--- begin DATA ENTRIES ---

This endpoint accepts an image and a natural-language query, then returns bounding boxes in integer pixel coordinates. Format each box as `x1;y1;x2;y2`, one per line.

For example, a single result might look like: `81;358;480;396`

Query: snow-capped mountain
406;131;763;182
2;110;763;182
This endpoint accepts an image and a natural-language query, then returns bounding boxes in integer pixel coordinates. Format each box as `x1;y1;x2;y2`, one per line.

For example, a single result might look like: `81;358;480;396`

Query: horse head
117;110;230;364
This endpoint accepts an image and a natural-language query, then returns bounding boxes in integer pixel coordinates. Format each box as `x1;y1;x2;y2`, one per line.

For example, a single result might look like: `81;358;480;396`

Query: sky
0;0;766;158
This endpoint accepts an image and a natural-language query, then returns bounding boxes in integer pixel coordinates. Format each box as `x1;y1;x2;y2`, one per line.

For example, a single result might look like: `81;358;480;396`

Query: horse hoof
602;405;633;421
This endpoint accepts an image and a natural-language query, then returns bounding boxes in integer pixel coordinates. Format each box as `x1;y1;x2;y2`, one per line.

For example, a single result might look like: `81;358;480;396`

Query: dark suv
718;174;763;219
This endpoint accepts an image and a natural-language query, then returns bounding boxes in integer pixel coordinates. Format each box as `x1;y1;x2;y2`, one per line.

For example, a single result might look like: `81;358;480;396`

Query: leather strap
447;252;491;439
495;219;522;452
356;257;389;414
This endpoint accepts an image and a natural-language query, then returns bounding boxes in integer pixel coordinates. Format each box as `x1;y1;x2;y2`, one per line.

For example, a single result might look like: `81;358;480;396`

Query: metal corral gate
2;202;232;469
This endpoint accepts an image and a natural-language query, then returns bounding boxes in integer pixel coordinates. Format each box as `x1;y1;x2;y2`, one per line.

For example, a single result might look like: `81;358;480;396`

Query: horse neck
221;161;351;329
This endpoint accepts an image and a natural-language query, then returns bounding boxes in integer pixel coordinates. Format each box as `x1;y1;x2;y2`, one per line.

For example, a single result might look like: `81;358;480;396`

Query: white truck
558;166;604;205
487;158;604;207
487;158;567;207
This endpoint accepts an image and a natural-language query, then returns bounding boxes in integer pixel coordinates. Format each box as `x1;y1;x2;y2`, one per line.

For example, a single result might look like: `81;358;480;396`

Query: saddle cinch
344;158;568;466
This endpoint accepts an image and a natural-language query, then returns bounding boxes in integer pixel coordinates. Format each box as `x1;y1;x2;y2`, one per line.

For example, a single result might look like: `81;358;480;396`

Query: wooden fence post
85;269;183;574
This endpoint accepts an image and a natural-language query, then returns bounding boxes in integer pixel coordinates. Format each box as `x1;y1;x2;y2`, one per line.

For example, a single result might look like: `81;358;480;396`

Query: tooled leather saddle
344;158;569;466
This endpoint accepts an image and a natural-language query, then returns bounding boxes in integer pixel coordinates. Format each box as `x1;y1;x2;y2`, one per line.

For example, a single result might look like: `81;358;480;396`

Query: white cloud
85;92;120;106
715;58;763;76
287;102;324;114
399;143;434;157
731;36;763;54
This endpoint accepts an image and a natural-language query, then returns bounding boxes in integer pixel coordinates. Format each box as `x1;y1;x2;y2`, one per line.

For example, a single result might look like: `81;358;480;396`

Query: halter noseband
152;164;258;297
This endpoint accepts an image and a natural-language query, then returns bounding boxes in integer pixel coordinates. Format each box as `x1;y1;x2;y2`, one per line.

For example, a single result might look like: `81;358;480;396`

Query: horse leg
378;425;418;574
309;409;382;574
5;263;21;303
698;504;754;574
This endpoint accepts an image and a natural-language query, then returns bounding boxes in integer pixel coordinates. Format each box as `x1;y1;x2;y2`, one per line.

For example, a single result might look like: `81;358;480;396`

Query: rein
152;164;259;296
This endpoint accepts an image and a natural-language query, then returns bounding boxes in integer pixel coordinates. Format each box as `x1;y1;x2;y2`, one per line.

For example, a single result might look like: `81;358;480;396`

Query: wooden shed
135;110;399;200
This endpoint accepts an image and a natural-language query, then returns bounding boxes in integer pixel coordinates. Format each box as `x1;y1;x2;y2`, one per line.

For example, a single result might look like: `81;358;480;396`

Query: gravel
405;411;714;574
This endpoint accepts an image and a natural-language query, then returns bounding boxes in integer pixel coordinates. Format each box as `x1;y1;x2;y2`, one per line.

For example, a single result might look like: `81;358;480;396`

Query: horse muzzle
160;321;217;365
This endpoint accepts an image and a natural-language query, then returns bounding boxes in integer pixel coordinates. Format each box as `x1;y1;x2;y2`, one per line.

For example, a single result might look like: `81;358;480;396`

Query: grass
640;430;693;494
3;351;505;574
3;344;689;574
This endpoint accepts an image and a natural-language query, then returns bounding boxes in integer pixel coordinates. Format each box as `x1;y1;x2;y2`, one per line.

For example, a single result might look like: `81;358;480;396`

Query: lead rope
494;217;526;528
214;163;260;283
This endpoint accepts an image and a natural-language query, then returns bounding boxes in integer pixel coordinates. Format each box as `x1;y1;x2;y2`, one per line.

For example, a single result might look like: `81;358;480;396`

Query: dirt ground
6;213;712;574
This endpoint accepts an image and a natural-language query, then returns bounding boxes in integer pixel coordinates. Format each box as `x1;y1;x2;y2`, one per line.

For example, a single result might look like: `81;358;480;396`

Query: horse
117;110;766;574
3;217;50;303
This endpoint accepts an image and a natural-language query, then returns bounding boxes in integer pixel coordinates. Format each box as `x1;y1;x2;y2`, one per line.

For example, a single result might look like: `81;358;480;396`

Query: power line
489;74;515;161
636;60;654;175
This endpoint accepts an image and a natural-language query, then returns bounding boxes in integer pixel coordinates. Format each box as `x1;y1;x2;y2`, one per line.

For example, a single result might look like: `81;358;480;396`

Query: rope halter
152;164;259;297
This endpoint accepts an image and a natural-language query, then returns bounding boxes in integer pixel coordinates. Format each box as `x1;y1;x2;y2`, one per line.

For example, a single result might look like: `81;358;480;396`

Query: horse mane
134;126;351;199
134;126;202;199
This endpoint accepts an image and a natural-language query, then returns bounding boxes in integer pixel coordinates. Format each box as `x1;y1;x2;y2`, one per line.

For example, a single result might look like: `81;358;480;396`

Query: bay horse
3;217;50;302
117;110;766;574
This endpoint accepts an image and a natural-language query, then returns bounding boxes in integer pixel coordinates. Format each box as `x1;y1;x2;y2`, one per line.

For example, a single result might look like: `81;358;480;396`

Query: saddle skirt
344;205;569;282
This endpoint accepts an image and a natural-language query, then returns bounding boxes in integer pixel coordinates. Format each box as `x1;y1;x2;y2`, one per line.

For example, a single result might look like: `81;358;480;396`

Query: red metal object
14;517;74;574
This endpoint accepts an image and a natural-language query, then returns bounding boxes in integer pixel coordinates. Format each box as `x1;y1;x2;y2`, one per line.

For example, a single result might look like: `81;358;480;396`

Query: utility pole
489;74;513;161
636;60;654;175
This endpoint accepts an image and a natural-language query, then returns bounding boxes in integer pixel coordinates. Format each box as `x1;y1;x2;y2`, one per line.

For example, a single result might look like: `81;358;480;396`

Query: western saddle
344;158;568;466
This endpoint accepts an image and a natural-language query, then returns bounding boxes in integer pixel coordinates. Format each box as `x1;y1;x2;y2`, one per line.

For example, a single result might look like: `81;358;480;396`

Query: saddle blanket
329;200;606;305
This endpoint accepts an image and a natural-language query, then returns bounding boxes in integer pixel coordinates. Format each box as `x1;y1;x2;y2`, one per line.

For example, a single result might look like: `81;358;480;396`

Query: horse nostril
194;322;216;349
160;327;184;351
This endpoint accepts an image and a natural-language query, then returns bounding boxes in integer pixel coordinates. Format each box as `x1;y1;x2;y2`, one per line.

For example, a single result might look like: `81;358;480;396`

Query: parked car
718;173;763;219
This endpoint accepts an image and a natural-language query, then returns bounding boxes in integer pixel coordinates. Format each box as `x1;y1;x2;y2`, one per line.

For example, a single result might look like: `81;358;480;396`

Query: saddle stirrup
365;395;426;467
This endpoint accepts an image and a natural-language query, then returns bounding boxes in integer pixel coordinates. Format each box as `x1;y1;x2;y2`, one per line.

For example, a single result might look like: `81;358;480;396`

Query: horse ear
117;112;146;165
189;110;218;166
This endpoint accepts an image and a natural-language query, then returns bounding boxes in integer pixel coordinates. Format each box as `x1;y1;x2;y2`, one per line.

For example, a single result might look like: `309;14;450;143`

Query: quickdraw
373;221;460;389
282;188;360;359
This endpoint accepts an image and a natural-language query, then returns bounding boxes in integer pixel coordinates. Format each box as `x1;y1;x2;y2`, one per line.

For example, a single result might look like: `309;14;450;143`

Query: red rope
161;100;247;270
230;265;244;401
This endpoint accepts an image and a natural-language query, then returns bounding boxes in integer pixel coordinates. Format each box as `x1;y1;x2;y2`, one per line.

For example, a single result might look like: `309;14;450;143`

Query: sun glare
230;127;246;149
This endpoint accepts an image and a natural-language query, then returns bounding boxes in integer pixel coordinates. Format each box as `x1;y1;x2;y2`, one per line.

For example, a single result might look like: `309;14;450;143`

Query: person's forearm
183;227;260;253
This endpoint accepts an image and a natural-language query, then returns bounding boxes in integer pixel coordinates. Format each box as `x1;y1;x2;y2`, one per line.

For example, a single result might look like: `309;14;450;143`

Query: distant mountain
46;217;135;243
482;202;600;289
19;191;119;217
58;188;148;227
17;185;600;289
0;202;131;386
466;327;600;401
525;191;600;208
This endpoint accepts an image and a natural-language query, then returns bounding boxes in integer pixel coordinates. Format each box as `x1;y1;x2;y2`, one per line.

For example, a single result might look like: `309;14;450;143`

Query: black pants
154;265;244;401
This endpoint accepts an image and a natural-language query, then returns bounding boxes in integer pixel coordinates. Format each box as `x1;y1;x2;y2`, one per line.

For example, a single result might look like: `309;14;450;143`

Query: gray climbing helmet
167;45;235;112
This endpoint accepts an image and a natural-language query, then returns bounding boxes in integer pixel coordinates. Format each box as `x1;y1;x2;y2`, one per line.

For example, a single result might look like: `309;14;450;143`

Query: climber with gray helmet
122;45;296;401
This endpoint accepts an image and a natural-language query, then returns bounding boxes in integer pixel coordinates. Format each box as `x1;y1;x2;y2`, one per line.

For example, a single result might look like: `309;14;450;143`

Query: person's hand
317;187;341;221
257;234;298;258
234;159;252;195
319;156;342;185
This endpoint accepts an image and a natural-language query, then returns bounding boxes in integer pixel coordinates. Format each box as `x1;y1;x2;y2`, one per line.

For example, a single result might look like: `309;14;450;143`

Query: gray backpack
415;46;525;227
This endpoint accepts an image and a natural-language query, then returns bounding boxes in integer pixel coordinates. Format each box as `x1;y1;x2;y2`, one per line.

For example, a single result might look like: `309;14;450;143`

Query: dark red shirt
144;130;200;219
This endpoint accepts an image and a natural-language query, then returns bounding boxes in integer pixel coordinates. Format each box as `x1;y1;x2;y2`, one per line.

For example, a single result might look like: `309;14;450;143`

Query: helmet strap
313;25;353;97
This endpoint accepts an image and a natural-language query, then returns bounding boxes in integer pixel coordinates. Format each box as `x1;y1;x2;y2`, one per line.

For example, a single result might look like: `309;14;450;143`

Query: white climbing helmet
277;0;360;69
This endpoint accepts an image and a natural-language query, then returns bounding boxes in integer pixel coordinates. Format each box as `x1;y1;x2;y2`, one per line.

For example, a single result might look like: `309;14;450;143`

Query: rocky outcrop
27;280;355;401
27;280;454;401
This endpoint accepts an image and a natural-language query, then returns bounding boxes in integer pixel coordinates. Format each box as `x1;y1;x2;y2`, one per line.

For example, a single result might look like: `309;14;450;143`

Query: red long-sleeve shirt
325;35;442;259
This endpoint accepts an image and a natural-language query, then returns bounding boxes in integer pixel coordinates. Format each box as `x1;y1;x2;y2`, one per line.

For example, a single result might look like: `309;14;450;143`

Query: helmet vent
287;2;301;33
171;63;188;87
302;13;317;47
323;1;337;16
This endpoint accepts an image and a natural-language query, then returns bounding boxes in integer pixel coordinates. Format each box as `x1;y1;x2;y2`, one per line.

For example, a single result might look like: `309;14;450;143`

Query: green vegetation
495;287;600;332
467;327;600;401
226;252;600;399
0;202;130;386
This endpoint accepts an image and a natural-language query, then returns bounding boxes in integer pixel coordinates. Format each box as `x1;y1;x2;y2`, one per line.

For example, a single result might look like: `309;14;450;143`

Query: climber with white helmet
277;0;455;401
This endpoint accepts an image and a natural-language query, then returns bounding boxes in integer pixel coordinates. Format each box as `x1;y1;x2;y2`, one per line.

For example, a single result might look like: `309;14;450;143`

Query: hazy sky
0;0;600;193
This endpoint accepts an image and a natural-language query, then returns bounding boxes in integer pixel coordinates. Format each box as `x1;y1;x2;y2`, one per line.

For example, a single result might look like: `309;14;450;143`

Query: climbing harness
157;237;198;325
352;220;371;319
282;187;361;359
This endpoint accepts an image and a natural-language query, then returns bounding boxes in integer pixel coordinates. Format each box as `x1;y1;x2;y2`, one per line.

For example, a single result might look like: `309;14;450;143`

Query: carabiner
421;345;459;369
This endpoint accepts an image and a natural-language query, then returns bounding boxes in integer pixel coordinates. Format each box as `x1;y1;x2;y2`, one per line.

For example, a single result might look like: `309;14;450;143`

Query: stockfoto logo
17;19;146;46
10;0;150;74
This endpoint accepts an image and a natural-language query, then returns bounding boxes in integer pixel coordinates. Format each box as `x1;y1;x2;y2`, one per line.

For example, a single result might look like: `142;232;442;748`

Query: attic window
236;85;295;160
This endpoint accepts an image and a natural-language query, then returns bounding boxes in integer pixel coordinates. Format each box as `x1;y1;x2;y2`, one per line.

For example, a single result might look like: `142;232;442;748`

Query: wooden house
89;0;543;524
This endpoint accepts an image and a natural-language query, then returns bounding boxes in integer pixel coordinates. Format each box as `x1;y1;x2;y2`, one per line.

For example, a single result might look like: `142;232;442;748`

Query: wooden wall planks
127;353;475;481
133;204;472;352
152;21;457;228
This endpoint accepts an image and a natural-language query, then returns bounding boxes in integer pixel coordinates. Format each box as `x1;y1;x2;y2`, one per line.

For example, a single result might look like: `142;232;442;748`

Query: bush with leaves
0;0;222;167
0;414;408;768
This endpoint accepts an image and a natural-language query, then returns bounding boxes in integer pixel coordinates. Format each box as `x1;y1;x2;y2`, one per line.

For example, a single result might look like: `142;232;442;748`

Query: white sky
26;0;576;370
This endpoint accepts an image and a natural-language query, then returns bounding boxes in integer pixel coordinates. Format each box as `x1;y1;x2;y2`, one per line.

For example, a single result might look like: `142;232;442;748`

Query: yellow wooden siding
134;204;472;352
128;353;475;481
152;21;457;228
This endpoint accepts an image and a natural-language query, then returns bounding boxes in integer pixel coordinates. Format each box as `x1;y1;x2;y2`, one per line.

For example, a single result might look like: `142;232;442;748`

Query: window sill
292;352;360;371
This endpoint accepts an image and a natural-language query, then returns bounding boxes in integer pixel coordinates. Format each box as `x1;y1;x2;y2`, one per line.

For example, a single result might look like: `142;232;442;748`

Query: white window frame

--- end DATA ENTRIES ---

### AIM OF THE EXERCISE
Quote the listing above word for word, from its first line through the line that contains "221;161;351;329".

### EXERCISE SOLUTION
This endpoint accepts an image and a natural-language query, then returns bounding boxes in integer pixel coordinates. Format each box as `x1;y1;x2;y2`, one per line.

For example, a single result might look like: `81;358;480;396`

Query: snow-capped mountain
406;131;763;182
2;110;763;182
This endpoint accepts an image and a natural-language query, then returns bounding boxes in integer pixel coordinates. Format each box as `x1;y1;x2;y2`, one per line.

For example, a single result might look like: `81;358;480;396`

Query: horse head
117;110;230;364
This endpoint accepts an image and a natural-language query, then returns bounding boxes in integer pixel coordinates. Format each box as `x1;y1;x2;y2`, one per line.

For example, a single result might look like: `81;358;480;396`

Query: sky
0;0;766;158
This endpoint accepts an image and a natural-language query, then returns bounding boxes in integer pixel coordinates. Format each box as `x1;y1;x2;y2`, one per line.

For example, a single result might look like: `81;358;480;396`

Query: horse hoof
602;405;633;421
This endpoint accepts an image and a natural-language query, then returns bounding boxes in integer pixel coordinates. Format each box as `x1;y1;x2;y2`, one per line.

For example, a single result might look like: `81;358;480;396`

Query: dark suv
718;174;763;219
This endpoint accepts an image and a natural-language query, then returns bounding boxes in integer pixel coordinates. Format each box as `x1;y1;x2;y2`, one per line.

For example, a single result might look like: `81;358;480;396`

Query: leather strap
447;252;491;439
495;219;522;452
356;257;389;414
This endpoint accepts an image and a natural-language query, then returns bounding boxes in integer pixel coordinates. Format each box as `x1;y1;x2;y2`, one per line.

For example, a single result might look like: `81;358;480;396`

Query: metal corral gate
2;202;232;469
This endpoint accepts an image and a natural-language query, then returns bounding boxes in integer pixel coordinates. Format each box as `x1;y1;x2;y2`, one per line.

For example, a single result might look like: `81;358;480;396`

Query: horse neck
221;161;351;329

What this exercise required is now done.